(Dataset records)
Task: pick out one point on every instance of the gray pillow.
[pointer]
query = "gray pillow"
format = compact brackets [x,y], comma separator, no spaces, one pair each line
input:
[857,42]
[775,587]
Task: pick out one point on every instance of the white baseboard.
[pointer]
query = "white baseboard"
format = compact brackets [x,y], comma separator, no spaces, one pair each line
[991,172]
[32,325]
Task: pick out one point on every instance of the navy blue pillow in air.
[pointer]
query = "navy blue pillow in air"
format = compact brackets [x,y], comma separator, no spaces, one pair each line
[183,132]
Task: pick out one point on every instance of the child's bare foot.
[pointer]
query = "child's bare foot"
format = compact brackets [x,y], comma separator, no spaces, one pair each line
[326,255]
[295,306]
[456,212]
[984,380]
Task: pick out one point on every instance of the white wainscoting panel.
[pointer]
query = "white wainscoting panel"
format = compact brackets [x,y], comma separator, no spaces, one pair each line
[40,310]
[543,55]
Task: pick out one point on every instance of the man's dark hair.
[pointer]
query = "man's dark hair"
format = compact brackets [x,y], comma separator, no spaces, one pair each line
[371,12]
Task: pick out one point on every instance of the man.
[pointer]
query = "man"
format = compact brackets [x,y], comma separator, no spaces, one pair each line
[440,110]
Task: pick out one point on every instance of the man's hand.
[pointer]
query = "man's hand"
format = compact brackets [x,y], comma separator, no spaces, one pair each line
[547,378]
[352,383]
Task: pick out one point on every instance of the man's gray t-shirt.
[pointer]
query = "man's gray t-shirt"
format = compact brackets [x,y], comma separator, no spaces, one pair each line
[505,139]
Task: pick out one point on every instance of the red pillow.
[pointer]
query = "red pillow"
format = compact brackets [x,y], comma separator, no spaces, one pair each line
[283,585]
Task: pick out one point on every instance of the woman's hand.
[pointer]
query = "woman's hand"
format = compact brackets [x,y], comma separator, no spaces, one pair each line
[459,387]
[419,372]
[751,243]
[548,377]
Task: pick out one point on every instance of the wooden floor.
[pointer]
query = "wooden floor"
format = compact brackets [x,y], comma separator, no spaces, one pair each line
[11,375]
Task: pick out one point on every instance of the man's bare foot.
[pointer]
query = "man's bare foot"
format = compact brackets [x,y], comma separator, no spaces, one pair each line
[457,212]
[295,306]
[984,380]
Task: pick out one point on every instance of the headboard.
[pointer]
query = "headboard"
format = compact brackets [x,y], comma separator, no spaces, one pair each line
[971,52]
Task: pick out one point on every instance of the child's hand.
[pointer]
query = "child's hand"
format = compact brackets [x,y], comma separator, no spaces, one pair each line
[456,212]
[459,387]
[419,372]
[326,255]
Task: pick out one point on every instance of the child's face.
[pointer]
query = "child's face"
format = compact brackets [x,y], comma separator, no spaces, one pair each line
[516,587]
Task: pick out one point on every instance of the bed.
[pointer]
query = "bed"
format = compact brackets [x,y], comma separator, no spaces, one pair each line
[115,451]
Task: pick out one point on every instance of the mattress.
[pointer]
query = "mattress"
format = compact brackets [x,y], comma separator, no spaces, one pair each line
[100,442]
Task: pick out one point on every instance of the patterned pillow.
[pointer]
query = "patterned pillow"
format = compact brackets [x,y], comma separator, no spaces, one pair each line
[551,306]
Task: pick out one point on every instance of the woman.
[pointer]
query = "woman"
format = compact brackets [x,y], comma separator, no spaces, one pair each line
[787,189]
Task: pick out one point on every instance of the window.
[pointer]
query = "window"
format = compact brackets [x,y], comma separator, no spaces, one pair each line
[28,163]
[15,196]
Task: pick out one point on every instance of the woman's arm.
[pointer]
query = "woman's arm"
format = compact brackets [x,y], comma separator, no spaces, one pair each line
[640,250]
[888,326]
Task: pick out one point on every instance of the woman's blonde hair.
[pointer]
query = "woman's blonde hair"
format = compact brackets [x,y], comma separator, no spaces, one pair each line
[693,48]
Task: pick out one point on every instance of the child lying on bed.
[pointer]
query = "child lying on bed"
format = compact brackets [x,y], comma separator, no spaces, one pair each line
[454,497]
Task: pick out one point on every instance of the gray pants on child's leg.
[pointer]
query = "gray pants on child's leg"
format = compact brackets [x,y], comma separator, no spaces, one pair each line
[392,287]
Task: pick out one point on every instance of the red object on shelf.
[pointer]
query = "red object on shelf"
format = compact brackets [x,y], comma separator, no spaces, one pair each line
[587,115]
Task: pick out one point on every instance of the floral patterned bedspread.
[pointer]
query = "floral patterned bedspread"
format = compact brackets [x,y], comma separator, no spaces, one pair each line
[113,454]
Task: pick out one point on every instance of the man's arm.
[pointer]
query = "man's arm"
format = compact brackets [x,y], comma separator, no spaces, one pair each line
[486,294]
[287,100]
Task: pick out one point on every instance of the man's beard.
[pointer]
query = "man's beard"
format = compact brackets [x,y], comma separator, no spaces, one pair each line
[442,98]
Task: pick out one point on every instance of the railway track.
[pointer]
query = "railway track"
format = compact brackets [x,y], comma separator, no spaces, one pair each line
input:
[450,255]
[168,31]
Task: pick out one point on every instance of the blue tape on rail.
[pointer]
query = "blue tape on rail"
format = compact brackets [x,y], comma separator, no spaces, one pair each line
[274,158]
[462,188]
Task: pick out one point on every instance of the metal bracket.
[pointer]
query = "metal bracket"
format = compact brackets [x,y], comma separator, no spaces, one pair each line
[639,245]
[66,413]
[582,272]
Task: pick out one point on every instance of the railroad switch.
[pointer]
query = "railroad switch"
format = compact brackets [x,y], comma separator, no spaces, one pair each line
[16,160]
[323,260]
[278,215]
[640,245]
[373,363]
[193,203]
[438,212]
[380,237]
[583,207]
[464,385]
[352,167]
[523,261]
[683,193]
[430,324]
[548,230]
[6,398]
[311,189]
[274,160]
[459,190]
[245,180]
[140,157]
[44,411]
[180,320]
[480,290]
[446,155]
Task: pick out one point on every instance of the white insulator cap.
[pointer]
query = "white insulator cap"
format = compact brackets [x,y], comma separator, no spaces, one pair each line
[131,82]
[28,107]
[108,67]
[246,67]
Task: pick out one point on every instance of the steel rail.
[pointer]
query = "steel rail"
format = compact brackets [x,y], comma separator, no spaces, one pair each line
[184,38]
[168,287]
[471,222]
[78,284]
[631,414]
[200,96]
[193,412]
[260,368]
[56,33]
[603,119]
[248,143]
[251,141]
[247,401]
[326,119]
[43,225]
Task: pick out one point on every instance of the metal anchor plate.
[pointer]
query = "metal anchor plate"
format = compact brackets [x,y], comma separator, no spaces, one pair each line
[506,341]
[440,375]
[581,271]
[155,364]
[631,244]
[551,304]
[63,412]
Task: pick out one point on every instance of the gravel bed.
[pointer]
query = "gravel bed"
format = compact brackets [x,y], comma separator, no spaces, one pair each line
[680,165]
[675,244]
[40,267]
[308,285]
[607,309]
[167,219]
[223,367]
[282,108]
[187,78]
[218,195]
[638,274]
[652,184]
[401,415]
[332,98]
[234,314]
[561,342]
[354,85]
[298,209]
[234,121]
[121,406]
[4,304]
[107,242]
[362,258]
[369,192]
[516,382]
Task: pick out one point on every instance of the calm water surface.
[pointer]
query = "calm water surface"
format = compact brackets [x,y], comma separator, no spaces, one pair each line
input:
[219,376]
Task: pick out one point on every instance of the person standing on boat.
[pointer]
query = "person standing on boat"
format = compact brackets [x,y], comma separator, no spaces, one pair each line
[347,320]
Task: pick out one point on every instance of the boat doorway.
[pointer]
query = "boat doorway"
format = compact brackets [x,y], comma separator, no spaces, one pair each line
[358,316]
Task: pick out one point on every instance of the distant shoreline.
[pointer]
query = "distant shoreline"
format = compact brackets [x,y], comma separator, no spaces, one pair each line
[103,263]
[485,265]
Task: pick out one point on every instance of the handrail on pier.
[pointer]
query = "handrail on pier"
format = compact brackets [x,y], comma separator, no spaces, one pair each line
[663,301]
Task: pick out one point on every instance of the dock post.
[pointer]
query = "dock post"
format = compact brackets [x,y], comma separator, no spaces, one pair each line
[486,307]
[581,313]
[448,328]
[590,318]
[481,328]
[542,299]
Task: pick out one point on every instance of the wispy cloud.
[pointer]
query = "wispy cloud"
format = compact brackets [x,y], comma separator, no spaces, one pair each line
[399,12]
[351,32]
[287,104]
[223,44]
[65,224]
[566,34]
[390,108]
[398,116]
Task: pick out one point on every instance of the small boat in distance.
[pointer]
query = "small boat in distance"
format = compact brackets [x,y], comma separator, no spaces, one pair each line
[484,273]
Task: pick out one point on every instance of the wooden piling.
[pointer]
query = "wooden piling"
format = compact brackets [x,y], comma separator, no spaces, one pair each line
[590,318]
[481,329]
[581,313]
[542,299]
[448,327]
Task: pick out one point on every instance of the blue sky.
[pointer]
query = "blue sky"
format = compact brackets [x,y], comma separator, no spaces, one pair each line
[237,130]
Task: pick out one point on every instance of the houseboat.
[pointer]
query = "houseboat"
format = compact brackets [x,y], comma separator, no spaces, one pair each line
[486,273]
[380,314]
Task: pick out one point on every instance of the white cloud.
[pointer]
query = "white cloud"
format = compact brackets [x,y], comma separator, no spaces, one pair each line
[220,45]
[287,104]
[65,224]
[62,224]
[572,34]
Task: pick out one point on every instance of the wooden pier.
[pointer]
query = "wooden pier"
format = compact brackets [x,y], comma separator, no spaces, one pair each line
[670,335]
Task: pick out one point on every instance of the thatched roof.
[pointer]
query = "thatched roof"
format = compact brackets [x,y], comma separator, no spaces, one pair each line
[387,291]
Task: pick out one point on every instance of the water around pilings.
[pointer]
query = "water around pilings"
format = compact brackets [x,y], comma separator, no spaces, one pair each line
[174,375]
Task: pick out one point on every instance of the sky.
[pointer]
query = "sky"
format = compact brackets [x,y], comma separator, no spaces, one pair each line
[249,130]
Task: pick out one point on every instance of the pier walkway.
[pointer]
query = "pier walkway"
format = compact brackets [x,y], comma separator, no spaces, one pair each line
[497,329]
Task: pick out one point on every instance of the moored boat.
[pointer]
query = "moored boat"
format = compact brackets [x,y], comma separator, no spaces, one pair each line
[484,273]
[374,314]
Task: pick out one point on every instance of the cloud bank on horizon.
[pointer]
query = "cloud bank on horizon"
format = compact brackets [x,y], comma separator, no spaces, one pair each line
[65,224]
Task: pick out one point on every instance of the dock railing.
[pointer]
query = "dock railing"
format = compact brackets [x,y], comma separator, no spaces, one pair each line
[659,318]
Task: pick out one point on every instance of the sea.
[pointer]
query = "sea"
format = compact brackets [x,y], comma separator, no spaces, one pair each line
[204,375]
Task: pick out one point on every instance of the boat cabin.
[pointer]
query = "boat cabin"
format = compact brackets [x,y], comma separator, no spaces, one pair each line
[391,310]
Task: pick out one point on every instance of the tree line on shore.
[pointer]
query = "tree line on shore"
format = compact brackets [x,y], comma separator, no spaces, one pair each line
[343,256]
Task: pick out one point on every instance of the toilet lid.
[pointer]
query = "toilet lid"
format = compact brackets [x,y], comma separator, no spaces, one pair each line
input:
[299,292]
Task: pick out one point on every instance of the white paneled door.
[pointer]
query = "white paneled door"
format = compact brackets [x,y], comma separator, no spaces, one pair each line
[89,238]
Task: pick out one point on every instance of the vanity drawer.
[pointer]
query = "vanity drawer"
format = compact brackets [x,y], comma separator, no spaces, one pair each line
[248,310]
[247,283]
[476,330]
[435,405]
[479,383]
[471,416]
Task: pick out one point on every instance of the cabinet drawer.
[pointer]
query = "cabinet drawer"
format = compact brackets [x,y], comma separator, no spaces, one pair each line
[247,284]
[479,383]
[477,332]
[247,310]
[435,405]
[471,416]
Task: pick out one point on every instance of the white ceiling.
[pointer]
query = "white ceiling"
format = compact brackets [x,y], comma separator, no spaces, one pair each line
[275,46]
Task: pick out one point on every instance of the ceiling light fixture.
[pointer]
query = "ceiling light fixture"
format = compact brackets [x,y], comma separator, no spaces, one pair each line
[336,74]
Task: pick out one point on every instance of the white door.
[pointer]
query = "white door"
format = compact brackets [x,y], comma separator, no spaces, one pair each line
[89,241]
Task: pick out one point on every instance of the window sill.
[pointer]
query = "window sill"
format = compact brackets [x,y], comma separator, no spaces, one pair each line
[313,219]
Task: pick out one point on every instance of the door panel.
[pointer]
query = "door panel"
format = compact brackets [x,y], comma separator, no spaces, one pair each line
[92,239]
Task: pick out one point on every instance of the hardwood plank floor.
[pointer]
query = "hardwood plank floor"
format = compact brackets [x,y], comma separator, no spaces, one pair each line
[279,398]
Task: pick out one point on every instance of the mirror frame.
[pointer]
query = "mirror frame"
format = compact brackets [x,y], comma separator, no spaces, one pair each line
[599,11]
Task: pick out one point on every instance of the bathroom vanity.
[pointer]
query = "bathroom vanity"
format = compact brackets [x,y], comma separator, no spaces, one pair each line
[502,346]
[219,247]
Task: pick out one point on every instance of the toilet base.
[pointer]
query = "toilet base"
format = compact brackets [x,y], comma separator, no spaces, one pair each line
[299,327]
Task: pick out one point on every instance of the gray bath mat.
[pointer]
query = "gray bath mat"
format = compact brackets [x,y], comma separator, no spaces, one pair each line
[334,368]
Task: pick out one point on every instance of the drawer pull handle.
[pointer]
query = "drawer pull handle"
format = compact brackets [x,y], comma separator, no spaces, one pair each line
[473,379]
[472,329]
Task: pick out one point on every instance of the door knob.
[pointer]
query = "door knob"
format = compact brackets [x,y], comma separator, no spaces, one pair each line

- Given exercise
Return, word for word, each line from the line that contains "the toilet base." to the end of the listing above; include both end lines and nothing else.

- Task response
Task: pick out one point on every instance of the toilet base.
[pointer]
query = "toilet base"
format = compact brackets [x,y], comma separator, no spaces, one pair each line
[299,327]
Task: pick out one point on every instance of the gray bath mat.
[pointer]
query = "gray bath mat"
format = compact brackets [x,y], comma separator, no spaces, one pair each line
[334,368]
Task: pick out one point on every instance of the drawer pull handle.
[pointer]
query = "drawer pull handle"
format = compact brackets [x,y], comma separator, no spaces, one pair each line
[473,379]
[472,329]
Task: pick out one point on every instance of the door knob.
[pointer]
query = "door knob"
format = compact brackets [x,y], comma separator, no spaces, one pair each line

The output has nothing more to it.